EXERCISE REQUIREMENTS: Output, verbatim and without pictures, the lines from the first line of the listing through the line containing "pixel 91 30".

------ TASK MATERIAL ------

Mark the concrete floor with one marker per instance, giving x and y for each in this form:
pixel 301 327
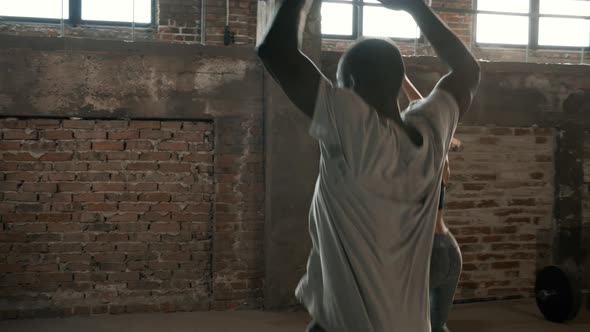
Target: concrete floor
pixel 506 316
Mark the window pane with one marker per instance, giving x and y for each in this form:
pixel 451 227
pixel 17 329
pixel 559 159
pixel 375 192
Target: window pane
pixel 35 8
pixel 507 6
pixel 383 22
pixel 117 10
pixel 336 19
pixel 502 29
pixel 564 32
pixel 566 7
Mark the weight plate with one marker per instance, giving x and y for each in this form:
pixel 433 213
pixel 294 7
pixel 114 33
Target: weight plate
pixel 566 300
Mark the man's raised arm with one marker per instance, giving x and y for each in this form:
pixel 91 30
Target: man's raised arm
pixel 280 51
pixel 463 80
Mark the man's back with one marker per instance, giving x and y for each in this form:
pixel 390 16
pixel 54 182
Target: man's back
pixel 373 212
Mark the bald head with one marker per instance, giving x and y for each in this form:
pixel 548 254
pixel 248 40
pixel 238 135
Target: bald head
pixel 374 69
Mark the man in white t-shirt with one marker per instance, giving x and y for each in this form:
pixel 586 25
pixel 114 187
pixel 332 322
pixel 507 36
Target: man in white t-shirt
pixel 372 217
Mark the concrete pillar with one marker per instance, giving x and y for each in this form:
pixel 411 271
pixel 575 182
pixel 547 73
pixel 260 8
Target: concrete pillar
pixel 569 181
pixel 291 170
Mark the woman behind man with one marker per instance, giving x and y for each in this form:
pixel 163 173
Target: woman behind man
pixel 445 261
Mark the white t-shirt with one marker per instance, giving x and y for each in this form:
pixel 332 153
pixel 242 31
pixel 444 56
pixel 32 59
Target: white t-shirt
pixel 372 217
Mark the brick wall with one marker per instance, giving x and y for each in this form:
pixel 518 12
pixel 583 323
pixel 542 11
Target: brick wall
pixel 462 25
pixel 499 200
pixel 586 190
pixel 176 206
pixel 106 216
pixel 176 21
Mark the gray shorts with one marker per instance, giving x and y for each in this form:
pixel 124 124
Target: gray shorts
pixel 445 269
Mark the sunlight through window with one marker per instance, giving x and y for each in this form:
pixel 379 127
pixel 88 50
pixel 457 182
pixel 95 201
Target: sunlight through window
pixel 48 9
pixel 117 10
pixel 383 22
pixel 568 32
pixel 337 19
pixel 503 29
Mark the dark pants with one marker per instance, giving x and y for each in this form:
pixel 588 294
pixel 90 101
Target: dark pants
pixel 445 269
pixel 314 327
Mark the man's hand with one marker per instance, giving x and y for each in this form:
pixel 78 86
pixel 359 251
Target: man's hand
pixel 446 171
pixel 280 52
pixel 456 145
pixel 401 4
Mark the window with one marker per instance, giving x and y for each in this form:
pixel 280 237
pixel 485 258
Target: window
pixel 500 28
pixel 351 19
pixel 44 9
pixel 561 31
pixel 545 23
pixel 109 12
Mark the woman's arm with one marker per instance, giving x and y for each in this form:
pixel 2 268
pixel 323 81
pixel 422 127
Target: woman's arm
pixel 410 90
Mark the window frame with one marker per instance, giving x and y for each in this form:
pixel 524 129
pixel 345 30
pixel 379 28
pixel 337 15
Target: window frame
pixel 75 18
pixel 534 16
pixel 357 21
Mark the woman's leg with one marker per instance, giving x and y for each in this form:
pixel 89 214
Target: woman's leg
pixel 443 293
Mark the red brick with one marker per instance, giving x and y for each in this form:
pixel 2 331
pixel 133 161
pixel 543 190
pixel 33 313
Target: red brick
pixel 126 134
pixel 99 247
pixel 198 158
pixel 196 126
pixel 40 187
pixel 142 166
pixel 105 166
pixel 123 217
pixel 154 134
pixel 112 124
pixel 108 146
pixel 62 176
pixel 174 167
pixel 133 207
pixel 165 227
pixel 20 197
pixel 493 238
pixel 145 124
pixel 70 166
pixel 517 220
pixel 154 197
pixel 142 186
pixel 131 247
pixel 63 227
pixel 139 145
pixel 74 187
pixel 173 146
pixel 65 247
pixel 125 156
pixel 20 134
pixel 57 156
pixel 123 276
pixel 8 166
pixel 42 268
pixel 23 176
pixel 58 276
pixel 108 187
pixel 505 265
pixel 57 134
pixel 18 156
pixel 29 228
pixel 102 207
pixel 19 217
pixel 90 134
pixel 54 217
pixel 83 197
pixel 155 156
pixel 10 146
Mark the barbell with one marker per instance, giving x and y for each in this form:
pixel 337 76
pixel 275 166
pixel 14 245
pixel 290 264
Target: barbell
pixel 558 294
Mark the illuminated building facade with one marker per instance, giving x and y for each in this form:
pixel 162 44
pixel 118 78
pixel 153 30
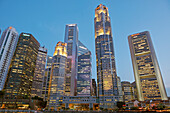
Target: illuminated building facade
pixel 84 71
pixel 135 90
pixel 148 78
pixel 105 59
pixel 119 89
pixel 94 88
pixel 128 91
pixel 71 38
pixel 22 68
pixel 47 78
pixel 37 85
pixel 8 44
pixel 58 75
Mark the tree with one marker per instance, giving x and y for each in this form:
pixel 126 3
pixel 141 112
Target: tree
pixel 120 104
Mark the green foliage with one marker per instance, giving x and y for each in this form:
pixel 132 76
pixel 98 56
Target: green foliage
pixel 41 104
pixel 120 104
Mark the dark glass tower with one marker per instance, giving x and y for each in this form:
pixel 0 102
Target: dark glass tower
pixel 84 71
pixel 71 38
pixel 21 71
pixel 148 77
pixel 37 85
pixel 105 59
pixel 58 75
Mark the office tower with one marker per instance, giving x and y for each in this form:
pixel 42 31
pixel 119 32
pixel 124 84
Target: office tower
pixel 47 78
pixel 37 85
pixel 8 44
pixel 58 75
pixel 84 71
pixel 105 59
pixel 128 91
pixel 119 88
pixel 133 84
pixel 94 88
pixel 49 61
pixel 148 78
pixel 22 68
pixel 71 38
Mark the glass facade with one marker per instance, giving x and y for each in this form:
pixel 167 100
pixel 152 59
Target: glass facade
pixel 71 38
pixel 105 59
pixel 148 77
pixel 57 83
pixel 37 85
pixel 84 71
pixel 8 44
pixel 128 91
pixel 22 68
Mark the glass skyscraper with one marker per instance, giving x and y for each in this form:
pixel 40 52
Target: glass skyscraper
pixel 58 75
pixel 71 38
pixel 84 71
pixel 22 68
pixel 8 43
pixel 105 59
pixel 47 78
pixel 148 78
pixel 37 85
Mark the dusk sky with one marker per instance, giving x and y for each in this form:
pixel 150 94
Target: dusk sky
pixel 46 20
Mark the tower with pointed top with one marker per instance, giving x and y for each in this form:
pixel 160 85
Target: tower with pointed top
pixel 105 58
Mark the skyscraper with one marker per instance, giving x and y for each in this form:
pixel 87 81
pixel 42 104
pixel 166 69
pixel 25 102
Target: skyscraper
pixel 47 78
pixel 71 38
pixel 94 88
pixel 105 59
pixel 21 71
pixel 8 44
pixel 119 85
pixel 128 91
pixel 37 85
pixel 148 78
pixel 84 71
pixel 58 75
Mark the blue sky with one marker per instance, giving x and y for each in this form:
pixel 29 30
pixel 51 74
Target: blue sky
pixel 46 20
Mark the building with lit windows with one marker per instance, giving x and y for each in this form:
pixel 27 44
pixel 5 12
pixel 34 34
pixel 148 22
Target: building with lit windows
pixel 71 38
pixel 8 44
pixel 47 76
pixel 37 85
pixel 148 78
pixel 21 71
pixel 120 89
pixel 128 91
pixel 58 76
pixel 94 88
pixel 84 71
pixel 105 58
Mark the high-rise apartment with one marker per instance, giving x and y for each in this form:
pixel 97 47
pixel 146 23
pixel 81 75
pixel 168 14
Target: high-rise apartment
pixel 37 85
pixel 71 38
pixel 84 71
pixel 58 75
pixel 8 44
pixel 148 78
pixel 22 68
pixel 105 58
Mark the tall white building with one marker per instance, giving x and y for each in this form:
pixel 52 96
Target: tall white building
pixel 8 44
pixel 71 38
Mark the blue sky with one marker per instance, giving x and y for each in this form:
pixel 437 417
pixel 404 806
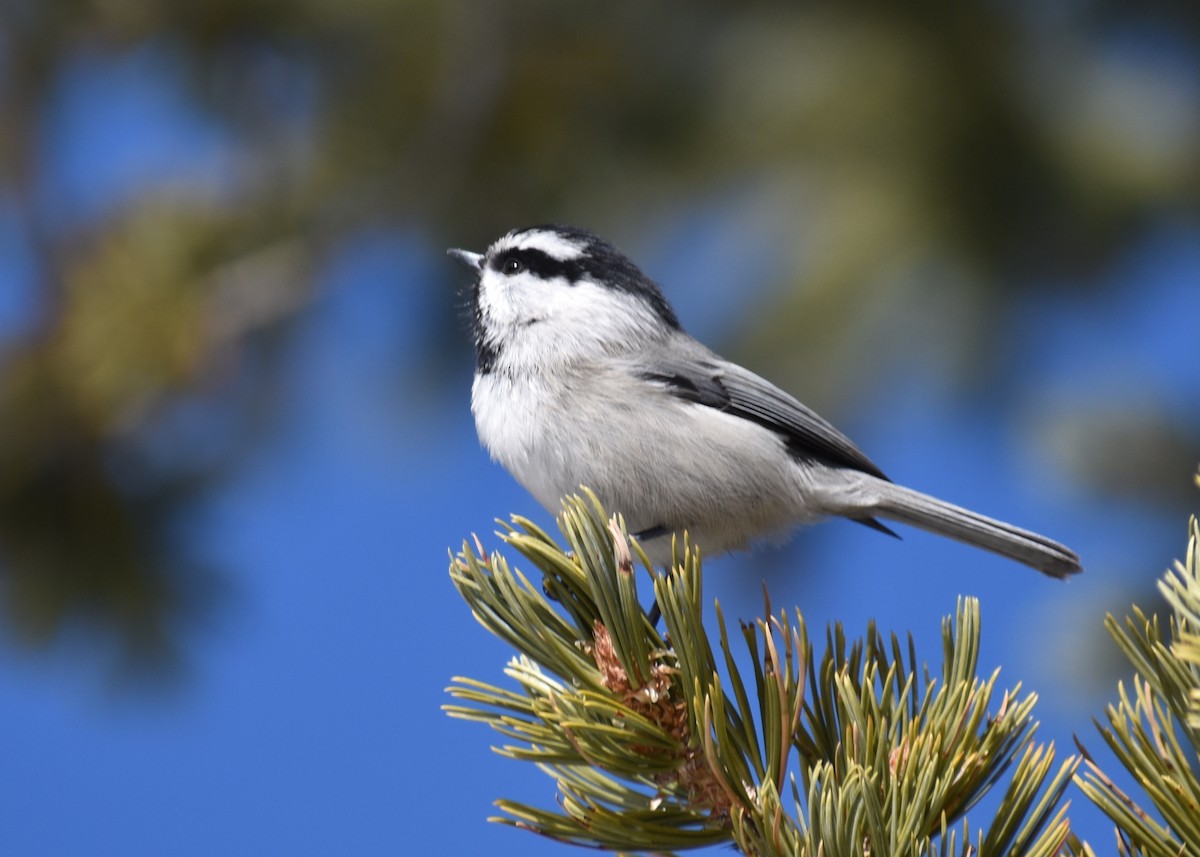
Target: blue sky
pixel 309 721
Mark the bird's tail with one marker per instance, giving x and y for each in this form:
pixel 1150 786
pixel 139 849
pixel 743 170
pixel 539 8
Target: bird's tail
pixel 898 503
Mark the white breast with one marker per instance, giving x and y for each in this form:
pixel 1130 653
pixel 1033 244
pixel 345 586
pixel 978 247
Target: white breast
pixel 510 419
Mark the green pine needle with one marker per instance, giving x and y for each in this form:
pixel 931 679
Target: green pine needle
pixel 655 743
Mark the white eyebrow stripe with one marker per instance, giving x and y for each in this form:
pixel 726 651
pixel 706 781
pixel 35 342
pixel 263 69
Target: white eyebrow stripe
pixel 550 243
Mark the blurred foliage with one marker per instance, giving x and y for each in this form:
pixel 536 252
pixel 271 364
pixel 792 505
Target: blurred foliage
pixel 868 148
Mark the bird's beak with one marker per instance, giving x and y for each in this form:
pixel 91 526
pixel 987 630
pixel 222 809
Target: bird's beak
pixel 472 261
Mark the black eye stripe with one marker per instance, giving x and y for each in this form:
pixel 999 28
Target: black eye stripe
pixel 539 263
pixel 599 262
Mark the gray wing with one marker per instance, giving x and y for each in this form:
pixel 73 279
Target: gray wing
pixel 708 379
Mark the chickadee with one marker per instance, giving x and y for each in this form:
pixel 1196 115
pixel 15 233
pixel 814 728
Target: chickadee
pixel 585 376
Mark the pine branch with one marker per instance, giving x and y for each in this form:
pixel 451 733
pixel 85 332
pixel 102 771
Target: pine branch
pixel 657 743
pixel 1155 727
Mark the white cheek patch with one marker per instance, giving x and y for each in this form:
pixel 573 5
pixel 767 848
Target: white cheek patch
pixel 552 244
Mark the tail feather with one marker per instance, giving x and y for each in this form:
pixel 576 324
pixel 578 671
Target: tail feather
pixel 898 503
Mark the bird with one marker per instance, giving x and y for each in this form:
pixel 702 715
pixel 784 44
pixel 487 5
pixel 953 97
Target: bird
pixel 586 378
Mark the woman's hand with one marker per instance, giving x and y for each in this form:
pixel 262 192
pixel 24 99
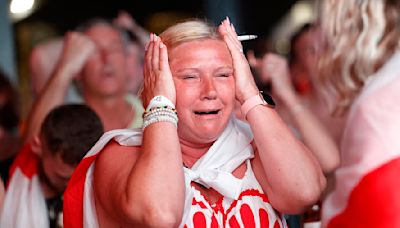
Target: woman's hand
pixel 157 74
pixel 245 84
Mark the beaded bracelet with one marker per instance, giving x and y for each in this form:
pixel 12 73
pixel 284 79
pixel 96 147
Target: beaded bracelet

------

RESPONSE TO THE TASK:
Mark the concrete floor with one marker per instance, giving x and y for each in this form:
pixel 301 327
Target: concrete floor
pixel 506 316
Mark the window pane with one marker per instance, giving x and y for each in this form:
pixel 451 227
pixel 17 329
pixel 559 159
pixel 375 192
Target: window pane
pixel 35 8
pixel 507 6
pixel 383 22
pixel 117 10
pixel 336 19
pixel 502 29
pixel 564 32
pixel 566 7
Mark the weight plate with one marker per instance, giving x and y for each in this form:
pixel 433 213
pixel 294 7
pixel 114 33
Target: weight plate
pixel 566 300
Mark the man's raised arm with one marker per instance, giving x and y for each in this form:
pixel 91 30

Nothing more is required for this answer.